*EXERCISE*: Return all of the data below, copying every line unchanged and leaving out the pictures.

*SUPPLIED MATERIAL*:

-- -- --

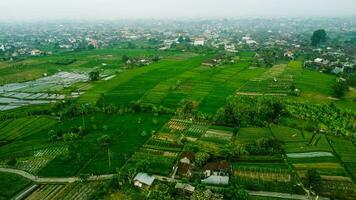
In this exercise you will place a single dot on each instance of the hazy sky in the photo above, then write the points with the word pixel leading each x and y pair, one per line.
pixel 116 9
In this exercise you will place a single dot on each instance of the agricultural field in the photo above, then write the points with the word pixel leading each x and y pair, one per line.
pixel 70 191
pixel 11 184
pixel 269 172
pixel 15 129
pixel 126 132
pixel 248 135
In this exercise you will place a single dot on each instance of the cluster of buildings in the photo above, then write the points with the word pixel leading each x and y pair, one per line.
pixel 215 172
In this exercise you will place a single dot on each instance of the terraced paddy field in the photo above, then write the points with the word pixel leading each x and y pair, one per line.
pixel 249 135
pixel 71 191
pixel 127 132
pixel 11 184
pixel 13 129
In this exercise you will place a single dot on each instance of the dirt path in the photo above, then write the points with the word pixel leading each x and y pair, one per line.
pixel 54 179
pixel 282 195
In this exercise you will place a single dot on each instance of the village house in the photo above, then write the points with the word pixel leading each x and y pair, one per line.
pixel 289 55
pixel 184 188
pixel 185 164
pixel 217 173
pixel 199 42
pixel 143 180
pixel 36 52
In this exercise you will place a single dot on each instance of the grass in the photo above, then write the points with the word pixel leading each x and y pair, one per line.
pixel 138 86
pixel 11 184
pixel 315 85
pixel 318 143
pixel 22 127
pixel 128 132
pixel 250 135
pixel 287 134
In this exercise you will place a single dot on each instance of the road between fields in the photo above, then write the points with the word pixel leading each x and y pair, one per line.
pixel 161 178
pixel 54 179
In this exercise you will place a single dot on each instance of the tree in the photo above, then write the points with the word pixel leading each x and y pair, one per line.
pixel 313 180
pixel 319 37
pixel 12 162
pixel 125 58
pixel 94 75
pixel 104 140
pixel 201 158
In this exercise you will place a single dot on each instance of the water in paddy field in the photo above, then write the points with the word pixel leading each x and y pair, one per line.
pixel 40 91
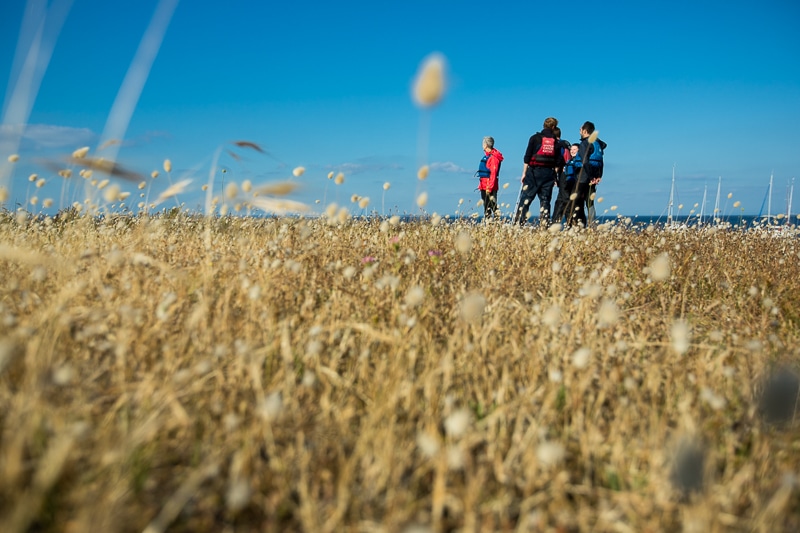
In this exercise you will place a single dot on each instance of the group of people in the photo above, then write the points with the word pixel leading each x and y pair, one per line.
pixel 549 162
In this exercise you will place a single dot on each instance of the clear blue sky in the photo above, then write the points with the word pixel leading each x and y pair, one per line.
pixel 710 87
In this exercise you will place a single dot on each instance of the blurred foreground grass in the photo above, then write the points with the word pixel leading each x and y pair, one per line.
pixel 158 373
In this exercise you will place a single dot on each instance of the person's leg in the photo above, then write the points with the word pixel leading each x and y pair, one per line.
pixel 562 199
pixel 545 177
pixel 582 192
pixel 526 196
pixel 491 204
pixel 590 195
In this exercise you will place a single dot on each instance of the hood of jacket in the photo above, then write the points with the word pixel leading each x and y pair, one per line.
pixel 495 152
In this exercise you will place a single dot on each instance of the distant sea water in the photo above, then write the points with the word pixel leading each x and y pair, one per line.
pixel 740 222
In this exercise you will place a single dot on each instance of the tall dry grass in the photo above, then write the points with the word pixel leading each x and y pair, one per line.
pixel 368 375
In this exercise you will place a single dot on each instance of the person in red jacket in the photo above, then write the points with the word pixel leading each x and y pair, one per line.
pixel 488 174
pixel 542 157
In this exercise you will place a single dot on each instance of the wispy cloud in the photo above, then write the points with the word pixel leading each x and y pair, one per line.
pixel 448 166
pixel 363 167
pixel 45 136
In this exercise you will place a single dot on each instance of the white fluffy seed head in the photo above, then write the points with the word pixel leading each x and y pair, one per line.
pixel 463 242
pixel 550 453
pixel 580 359
pixel 680 337
pixel 429 85
pixel 473 306
pixel 660 268
pixel 415 296
pixel 457 423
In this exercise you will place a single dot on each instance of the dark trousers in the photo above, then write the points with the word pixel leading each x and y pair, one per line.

-- -- --

*FINAL RESULT*:
In this exercise you will place a single dot on each instance of the hazy sky in the photo above, then write the points with the word pixel leading each x and y pair, one per line.
pixel 116 9
In this exercise you will place a single dot on each instance of the agricultural field in the photo above, then write the points with the word pixel leading each x and y pair, one per line.
pixel 70 191
pixel 11 184
pixel 269 172
pixel 15 129
pixel 126 132
pixel 248 135
In this exercise you will place a single dot on each instance of the cluster of buildings in the photo above, then write the points with the word pixel leading each x and y pair, one per line.
pixel 215 172
In this exercise you will place a single dot on each instance of the terraced paddy field in the photo above, then write the points with the word pixel leading each x and y pair, one per line.
pixel 249 135
pixel 71 191
pixel 127 132
pixel 11 184
pixel 13 129
In this exercise you will place a single dot on each instance of the dirt path in the photo above, then write the points with the word pixel leading each x and y pair, one per line.
pixel 54 179
pixel 282 195
In this exercise you will place a single dot on each instance of the village house in the photo above, then write the points with the word pixel leading each x and y pair, one per line.
pixel 289 55
pixel 184 188
pixel 185 164
pixel 217 173
pixel 199 42
pixel 143 180
pixel 36 52
In this exercise you will place a single dot on each instance of the grass in the photo above, then write the points with the word pixel leading each x and y pair, one per line.
pixel 138 86
pixel 11 184
pixel 315 85
pixel 318 143
pixel 22 127
pixel 128 132
pixel 250 135
pixel 287 134
In this exercise you will place a single dot on each instance of the road between fields in the photo above, then write the points with the word pixel leading each x and y pair, one per line.
pixel 161 178
pixel 54 179
In this exercise you will place a single dot on each instance of the tree in the photo above, then write the points with the word pixel leading each x and y pair, one per line.
pixel 313 180
pixel 319 37
pixel 12 162
pixel 125 58
pixel 94 75
pixel 104 140
pixel 201 158
In this exercise you will place a single dot on each instance of the water in paddy field in the photo above, then write the points with the word pixel leading each x and y pair, one per line.
pixel 40 91
In this exercise you will place a single dot on each instance of the group of people in the photo above, then write the points with the word pixel leading each x and y pair, one per line.
pixel 549 162
In this exercise you will place a single dot on each instance of the clear blue sky in the photo above, then write the points with the word pixel leading each x and y pair, one per line.
pixel 710 87
In this exercise you will place a single dot on each instance of the blurred foreground grass in the photo above, then write the points with the word pixel leading each x and y pair, one per line.
pixel 158 373
In this exercise you will place a single dot on each instance of the person's leg in the photo above, then write the points with the word pixel leading each x and y pair, one per line.
pixel 562 199
pixel 545 177
pixel 582 192
pixel 526 196
pixel 491 204
pixel 590 195
In this exercise you will place a single dot on each instance of the hood of jacket in the photo above, then write the points with the word pixel leading each x and y pair, one per line.
pixel 495 152
In this exercise you will place a single dot on each instance of the distant sea water in the photo above, then write the points with the word pixel leading each x and y pair, one per line.
pixel 740 222
In this exercise you will place a single dot on each instance of the tall dry grass in the photo above, then write the points with the word pixel leading each x and y pair, one per line.
pixel 368 375
In this exercise you will place a single dot on each instance of the person in red jacket in the photo above, then write the points with the word pixel leading each x and y pair, one per line.
pixel 488 174
pixel 542 157
In this exercise you will place a single dot on each instance of the wispy cloud in the photo above, then write the points with the word pixel leading each x and y pair, one per line.
pixel 448 166
pixel 363 167
pixel 45 136
In this exercise you will place a single dot on each instance of the white fluffy seed head in the photo above, then write the points with the word pixel leading each x and y pair, one per line.
pixel 463 242
pixel 550 453
pixel 580 359
pixel 680 337
pixel 429 85
pixel 473 306
pixel 660 268
pixel 415 296
pixel 457 423
In this exercise you will place a single dot on each instance of the dark trousers in the photo above, then write the points with the word pixel leading each x and y pair, one per line.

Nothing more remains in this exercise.